■ Opgave A
Typ uit de geciteerde tekst letterlijk over wat loopt van "Het vonnis waarvan" tot en met "Wetboek van Strafvordering.".

■ Geciteerde tekst
◇ ◇ ◇ ◇ ◇

Aan de verdachte is ten laste gelegd dat:
hij, op of omstreeks 29 november 2023 te Schiphol, gemeente Haarlemmermeer opzettelijk binnen het grondgebied van Nederland heeft gebracht een hoeveelheid van een materiaal bevattende cocaïne, zijnde cocaïne een middel als bedoeld in de bij de Opiumwet behorende lijst I, dan wel aangewezen krachtens het vijfde lid van artikel 3a van die wet;
Voor zover in de tenlastelegging taal- en/of schrijffouten voorkomen, zal het hof deze verbeterd lezen. De verdachte wordt daardoor niet in de verdediging geschaad.

Vonnis waarvan beroep

Het vonnis waarvan beroep zal worden vernietigd, omdat daarvan slechts aantekening is gedaan ingevolge artikel 378a van het Wetboek van Strafvordering.

Bewijsmiddelen

De verdachte heeft het ten laste gelegde feit bekend en door of namens hem is geen vrijspraak bepleit. Gelet op artikel 359, derde lid, laatste volzin, van het Wetboek van Strafvordering zal daarom worden volstaan met een opgave van de bewijsmiddelen op grond waarvan het hof tot een bewezenverklaring is gekomen, te weten:
  • de bekennende verklaring van de verdachte afgelegd ter terechtzitting in hoger beroep van
  • een proces-verbaal van bevindingen en aanhouding dd. 29 november 2023 (p. 12-14 van het digitaal procesdossier);
  • een proces-verbaal van onderzoek verdovende middelen dd. 2 december 2023 (p. 45-47 van het digitaal procesdossier);
  • een schriftelijk bescheid, zijnde een rapport van het NFI, dd. 7 december 2023, opgemaakt door ing. [naam], met zaaknummer 2023.12.07.113 (aanvraag 001) (p. 5 van het aanvullende digitale procesdossier);
  • een schriftelijk bescheid, zijnde een rapport van het NFI, dd. 7 december 2023, opgemaakt door ing. [naam], met zaaknummer 2023.12.07.113 (aanvraag 002) (p. 6 van het aanvullende digitale procesdossier).

◇ ◇ ◇ ◇ ◇

■ Verzamelde gegevens
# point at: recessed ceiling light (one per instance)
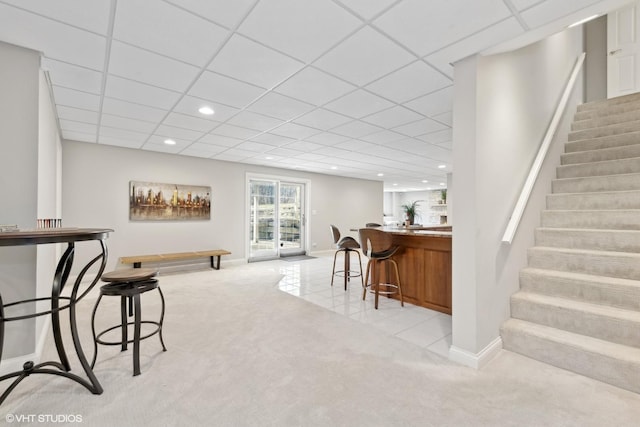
(207, 111)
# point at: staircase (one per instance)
(578, 307)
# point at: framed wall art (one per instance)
(151, 201)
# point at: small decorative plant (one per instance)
(410, 210)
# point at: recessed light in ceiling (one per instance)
(207, 111)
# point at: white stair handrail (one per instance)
(518, 210)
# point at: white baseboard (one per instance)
(475, 360)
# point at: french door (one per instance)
(276, 212)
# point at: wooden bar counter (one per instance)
(424, 261)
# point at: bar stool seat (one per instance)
(347, 245)
(128, 284)
(378, 247)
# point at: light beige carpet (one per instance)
(242, 353)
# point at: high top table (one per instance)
(57, 235)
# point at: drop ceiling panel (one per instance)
(59, 41)
(358, 58)
(254, 63)
(218, 88)
(359, 104)
(139, 93)
(167, 30)
(117, 107)
(428, 26)
(317, 26)
(314, 86)
(76, 99)
(73, 77)
(150, 68)
(224, 12)
(410, 82)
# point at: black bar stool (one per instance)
(128, 284)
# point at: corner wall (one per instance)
(503, 105)
(95, 182)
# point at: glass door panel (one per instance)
(262, 219)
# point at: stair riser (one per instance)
(603, 142)
(619, 241)
(615, 295)
(614, 167)
(601, 155)
(619, 331)
(596, 184)
(606, 120)
(619, 265)
(605, 131)
(611, 200)
(618, 220)
(620, 373)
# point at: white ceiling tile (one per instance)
(224, 12)
(76, 114)
(76, 99)
(254, 63)
(420, 127)
(505, 30)
(220, 140)
(68, 125)
(549, 11)
(314, 86)
(428, 26)
(433, 103)
(293, 130)
(168, 30)
(255, 121)
(234, 131)
(79, 136)
(92, 15)
(359, 104)
(72, 76)
(317, 26)
(139, 93)
(185, 121)
(410, 82)
(356, 129)
(322, 119)
(117, 107)
(367, 8)
(56, 40)
(190, 105)
(128, 124)
(357, 59)
(146, 67)
(218, 88)
(280, 106)
(393, 117)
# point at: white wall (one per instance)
(502, 107)
(19, 70)
(95, 184)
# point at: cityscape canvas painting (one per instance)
(151, 201)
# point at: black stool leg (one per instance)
(136, 335)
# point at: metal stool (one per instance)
(128, 284)
(347, 245)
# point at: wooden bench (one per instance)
(139, 259)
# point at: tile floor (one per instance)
(311, 280)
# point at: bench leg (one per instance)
(213, 264)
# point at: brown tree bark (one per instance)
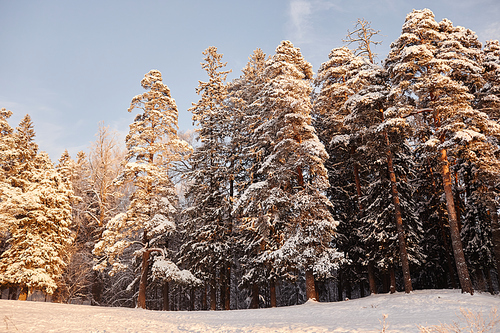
(141, 300)
(495, 239)
(204, 298)
(272, 292)
(227, 289)
(166, 305)
(213, 295)
(392, 275)
(403, 255)
(254, 304)
(310, 286)
(371, 278)
(192, 297)
(456, 242)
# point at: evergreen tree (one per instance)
(36, 206)
(152, 147)
(209, 247)
(435, 68)
(288, 205)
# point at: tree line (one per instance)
(366, 178)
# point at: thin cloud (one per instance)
(301, 18)
(492, 31)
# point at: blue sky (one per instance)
(71, 64)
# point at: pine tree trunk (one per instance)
(495, 237)
(204, 298)
(490, 282)
(227, 303)
(456, 242)
(272, 292)
(480, 282)
(392, 274)
(141, 300)
(340, 287)
(405, 265)
(371, 278)
(348, 288)
(213, 295)
(97, 287)
(254, 304)
(166, 305)
(357, 181)
(448, 257)
(310, 286)
(192, 299)
(222, 291)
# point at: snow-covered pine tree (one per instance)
(36, 206)
(288, 205)
(208, 251)
(243, 93)
(152, 147)
(434, 68)
(371, 122)
(489, 96)
(488, 101)
(338, 79)
(6, 155)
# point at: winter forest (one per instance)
(363, 178)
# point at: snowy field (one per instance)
(404, 314)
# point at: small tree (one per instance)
(36, 206)
(152, 147)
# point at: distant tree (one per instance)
(208, 250)
(287, 205)
(36, 206)
(152, 146)
(435, 69)
(243, 93)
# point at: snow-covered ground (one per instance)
(404, 314)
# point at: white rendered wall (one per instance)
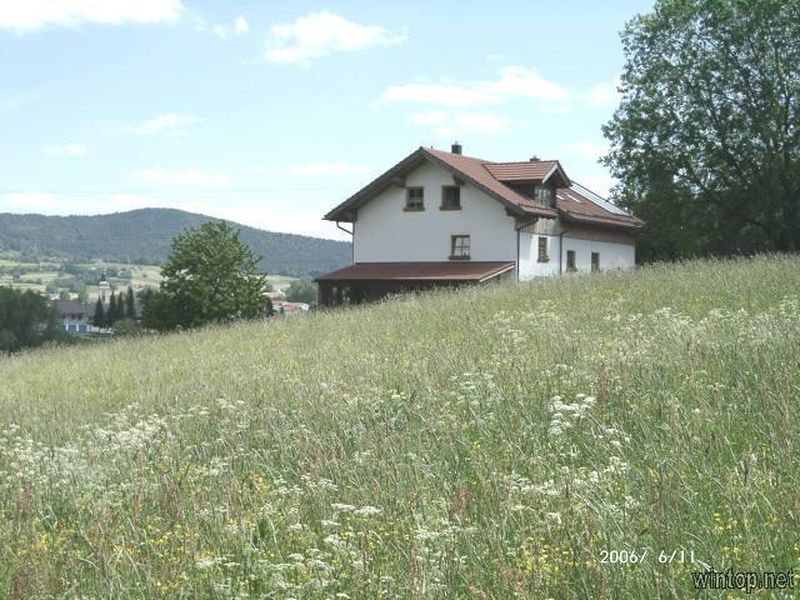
(384, 232)
(529, 265)
(612, 255)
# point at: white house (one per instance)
(442, 218)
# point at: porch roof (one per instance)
(420, 271)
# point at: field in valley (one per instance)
(37, 276)
(497, 442)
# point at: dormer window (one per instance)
(415, 198)
(548, 195)
(451, 197)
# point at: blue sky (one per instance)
(271, 113)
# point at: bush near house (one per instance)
(500, 442)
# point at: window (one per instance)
(571, 260)
(415, 199)
(451, 197)
(459, 247)
(548, 195)
(595, 262)
(543, 249)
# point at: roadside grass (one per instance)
(497, 442)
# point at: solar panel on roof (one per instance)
(601, 202)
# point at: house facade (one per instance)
(441, 218)
(76, 317)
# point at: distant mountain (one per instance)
(143, 236)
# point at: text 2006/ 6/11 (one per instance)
(634, 557)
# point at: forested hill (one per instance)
(143, 236)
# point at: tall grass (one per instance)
(495, 442)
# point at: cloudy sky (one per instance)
(270, 113)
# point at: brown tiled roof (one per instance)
(533, 170)
(477, 171)
(581, 205)
(492, 177)
(420, 271)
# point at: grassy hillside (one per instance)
(494, 443)
(143, 237)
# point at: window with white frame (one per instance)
(459, 247)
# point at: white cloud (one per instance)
(241, 26)
(327, 169)
(172, 125)
(430, 117)
(447, 123)
(321, 33)
(314, 169)
(513, 82)
(67, 150)
(30, 202)
(182, 176)
(31, 15)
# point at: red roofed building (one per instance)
(440, 218)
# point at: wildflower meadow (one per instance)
(600, 436)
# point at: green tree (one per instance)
(112, 313)
(706, 139)
(302, 291)
(130, 304)
(99, 319)
(26, 319)
(209, 277)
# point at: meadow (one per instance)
(589, 437)
(37, 276)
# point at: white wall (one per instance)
(612, 255)
(384, 232)
(529, 265)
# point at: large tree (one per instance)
(706, 140)
(26, 319)
(209, 277)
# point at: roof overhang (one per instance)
(452, 271)
(346, 211)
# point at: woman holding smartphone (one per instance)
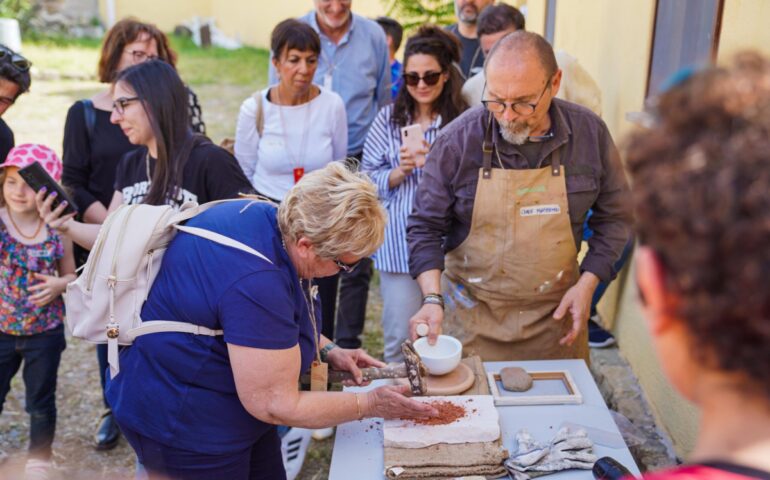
(429, 98)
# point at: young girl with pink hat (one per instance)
(35, 267)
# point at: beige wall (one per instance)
(611, 40)
(248, 20)
(744, 25)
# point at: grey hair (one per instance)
(337, 210)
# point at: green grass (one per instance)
(197, 66)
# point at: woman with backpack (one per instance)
(202, 406)
(172, 166)
(93, 147)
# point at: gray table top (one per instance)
(358, 450)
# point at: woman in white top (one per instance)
(294, 127)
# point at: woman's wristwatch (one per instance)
(326, 349)
(433, 299)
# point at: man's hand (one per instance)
(577, 301)
(431, 315)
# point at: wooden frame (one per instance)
(573, 395)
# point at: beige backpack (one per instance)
(103, 304)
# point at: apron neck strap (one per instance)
(486, 147)
(556, 162)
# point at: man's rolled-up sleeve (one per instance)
(431, 216)
(612, 215)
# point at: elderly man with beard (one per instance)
(467, 13)
(501, 208)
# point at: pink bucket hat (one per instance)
(29, 153)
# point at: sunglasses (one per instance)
(19, 62)
(346, 267)
(430, 78)
(121, 103)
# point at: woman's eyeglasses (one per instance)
(346, 267)
(121, 103)
(17, 61)
(140, 56)
(431, 78)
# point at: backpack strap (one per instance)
(89, 114)
(222, 240)
(160, 326)
(259, 118)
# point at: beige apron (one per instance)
(505, 280)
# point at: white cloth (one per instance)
(577, 85)
(269, 161)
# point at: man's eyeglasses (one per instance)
(522, 108)
(121, 103)
(430, 78)
(346, 267)
(17, 61)
(140, 56)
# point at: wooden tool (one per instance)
(412, 369)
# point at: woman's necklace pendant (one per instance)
(319, 376)
(299, 172)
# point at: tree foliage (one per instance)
(413, 13)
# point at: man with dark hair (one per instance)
(467, 13)
(14, 80)
(502, 214)
(497, 21)
(394, 32)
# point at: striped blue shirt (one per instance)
(381, 156)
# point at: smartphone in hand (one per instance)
(412, 138)
(37, 177)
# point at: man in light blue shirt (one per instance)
(354, 63)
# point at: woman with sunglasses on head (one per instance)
(430, 96)
(93, 146)
(14, 80)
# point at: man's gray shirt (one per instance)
(595, 179)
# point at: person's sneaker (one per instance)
(37, 469)
(597, 336)
(323, 433)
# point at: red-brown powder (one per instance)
(448, 412)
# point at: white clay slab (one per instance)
(481, 424)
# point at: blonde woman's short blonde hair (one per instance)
(337, 210)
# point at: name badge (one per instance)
(540, 210)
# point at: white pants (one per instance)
(401, 299)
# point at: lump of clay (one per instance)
(515, 379)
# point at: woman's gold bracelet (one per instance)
(358, 407)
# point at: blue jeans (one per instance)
(262, 461)
(41, 354)
(602, 287)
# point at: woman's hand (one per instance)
(352, 361)
(391, 402)
(53, 218)
(48, 288)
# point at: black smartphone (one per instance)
(37, 178)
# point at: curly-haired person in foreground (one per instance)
(701, 189)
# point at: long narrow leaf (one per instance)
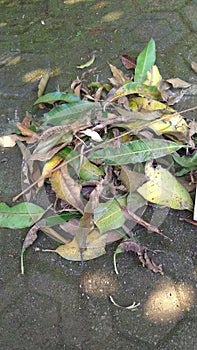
(145, 61)
(53, 97)
(136, 151)
(68, 113)
(20, 215)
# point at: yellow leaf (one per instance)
(153, 76)
(49, 165)
(170, 123)
(8, 140)
(138, 103)
(66, 188)
(163, 189)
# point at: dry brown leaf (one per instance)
(8, 140)
(178, 83)
(66, 188)
(194, 66)
(131, 245)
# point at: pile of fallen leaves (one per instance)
(99, 155)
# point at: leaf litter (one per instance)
(102, 151)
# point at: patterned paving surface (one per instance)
(46, 309)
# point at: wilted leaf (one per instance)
(88, 63)
(131, 179)
(56, 96)
(46, 144)
(61, 219)
(43, 83)
(26, 131)
(172, 124)
(20, 215)
(131, 245)
(68, 113)
(145, 61)
(95, 248)
(136, 151)
(89, 171)
(118, 76)
(108, 216)
(194, 66)
(66, 188)
(139, 103)
(8, 140)
(136, 88)
(93, 134)
(48, 167)
(163, 189)
(153, 76)
(178, 83)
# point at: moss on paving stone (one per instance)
(46, 308)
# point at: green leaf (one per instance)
(137, 88)
(53, 97)
(186, 162)
(61, 218)
(20, 215)
(70, 112)
(109, 216)
(136, 151)
(89, 171)
(145, 61)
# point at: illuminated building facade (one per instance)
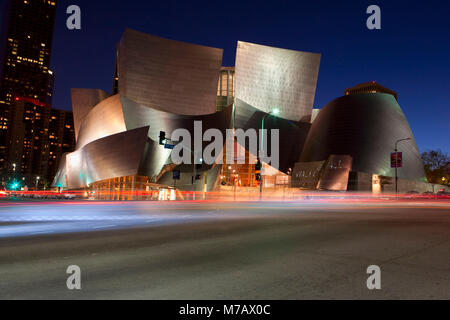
(25, 51)
(225, 89)
(39, 136)
(164, 85)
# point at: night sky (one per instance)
(411, 54)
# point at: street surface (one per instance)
(311, 249)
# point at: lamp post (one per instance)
(396, 164)
(274, 113)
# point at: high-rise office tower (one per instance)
(25, 50)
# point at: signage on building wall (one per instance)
(396, 160)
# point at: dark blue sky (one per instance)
(411, 54)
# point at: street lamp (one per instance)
(275, 112)
(396, 164)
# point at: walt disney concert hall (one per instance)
(161, 85)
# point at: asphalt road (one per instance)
(209, 250)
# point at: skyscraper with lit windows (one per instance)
(25, 51)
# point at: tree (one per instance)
(436, 163)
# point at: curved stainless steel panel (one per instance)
(114, 156)
(364, 126)
(292, 133)
(103, 120)
(83, 100)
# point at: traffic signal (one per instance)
(162, 138)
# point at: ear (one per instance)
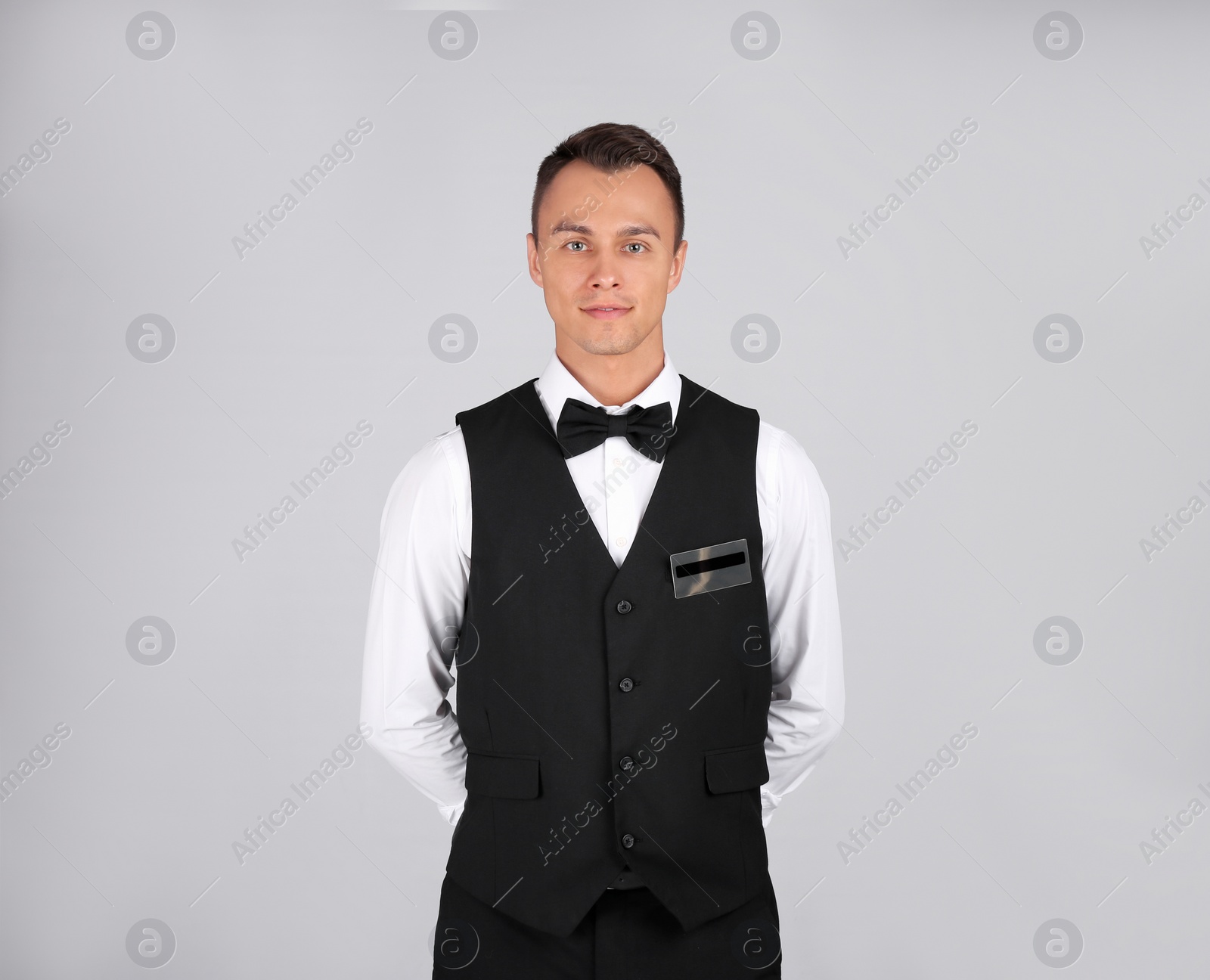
(678, 268)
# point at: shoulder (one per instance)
(784, 467)
(494, 409)
(433, 479)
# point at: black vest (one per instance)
(607, 721)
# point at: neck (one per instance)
(614, 379)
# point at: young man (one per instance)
(631, 580)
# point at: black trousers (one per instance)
(626, 935)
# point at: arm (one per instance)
(808, 706)
(415, 611)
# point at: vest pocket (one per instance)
(731, 770)
(512, 777)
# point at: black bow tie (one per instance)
(584, 427)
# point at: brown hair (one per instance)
(610, 147)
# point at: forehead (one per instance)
(596, 197)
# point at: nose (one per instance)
(605, 272)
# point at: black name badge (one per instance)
(718, 566)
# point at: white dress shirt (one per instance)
(409, 696)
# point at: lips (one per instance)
(607, 312)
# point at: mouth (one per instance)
(607, 310)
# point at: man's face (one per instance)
(607, 241)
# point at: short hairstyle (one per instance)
(609, 147)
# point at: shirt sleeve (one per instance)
(808, 706)
(415, 612)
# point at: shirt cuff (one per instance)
(768, 802)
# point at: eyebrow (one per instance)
(623, 233)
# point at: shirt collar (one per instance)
(556, 385)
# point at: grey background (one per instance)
(278, 355)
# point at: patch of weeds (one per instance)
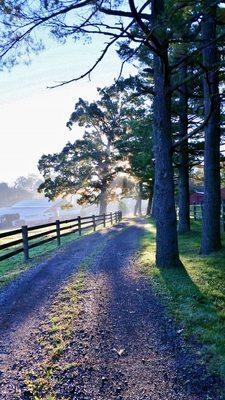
(194, 294)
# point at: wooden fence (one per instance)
(196, 211)
(26, 237)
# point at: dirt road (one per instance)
(123, 346)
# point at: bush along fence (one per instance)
(196, 211)
(27, 237)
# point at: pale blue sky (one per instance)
(32, 117)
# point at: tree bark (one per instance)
(103, 202)
(184, 192)
(137, 208)
(167, 254)
(149, 206)
(211, 239)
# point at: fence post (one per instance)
(57, 223)
(223, 215)
(25, 242)
(94, 223)
(195, 215)
(79, 225)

◇ ◇ ◇ ◇ ◇

■ Opgave B
Vervang in de gegevens "fence post" door "fence pole" en geef de regels vanaf de regel met "# point at: grey background" tot en met het einde van de gegevens verder ongewijzigd weer. Laat de afbeeldingen weg.

■ Uitgewerkte oplossing A
Het vonnis waarvan beroep zal worden vernietigd, omdat daarvan slechts aantekening is gedaan ingevolge artikel 378a van het Wetboek van Strafvordering.

■ Uitgewerkte oplossing B
# point at: grey background (one per instance)
(278, 355)
# point at: patch of weeds (one per instance)
(194, 294)
# point at: wooden fence (one per instance)
(196, 211)
(26, 237)
# point at: dirt road (one per instance)
(123, 346)
# point at: bush along fence (one per instance)
(196, 211)
(27, 237)
# point at: pale blue sky (one per instance)
(32, 117)
# point at: tree bark (one per instance)
(103, 202)
(184, 192)
(137, 208)
(167, 254)
(149, 206)
(211, 239)
# point at: fence pole (one per instance)
(57, 223)
(223, 215)
(25, 242)
(94, 223)
(195, 215)
(79, 225)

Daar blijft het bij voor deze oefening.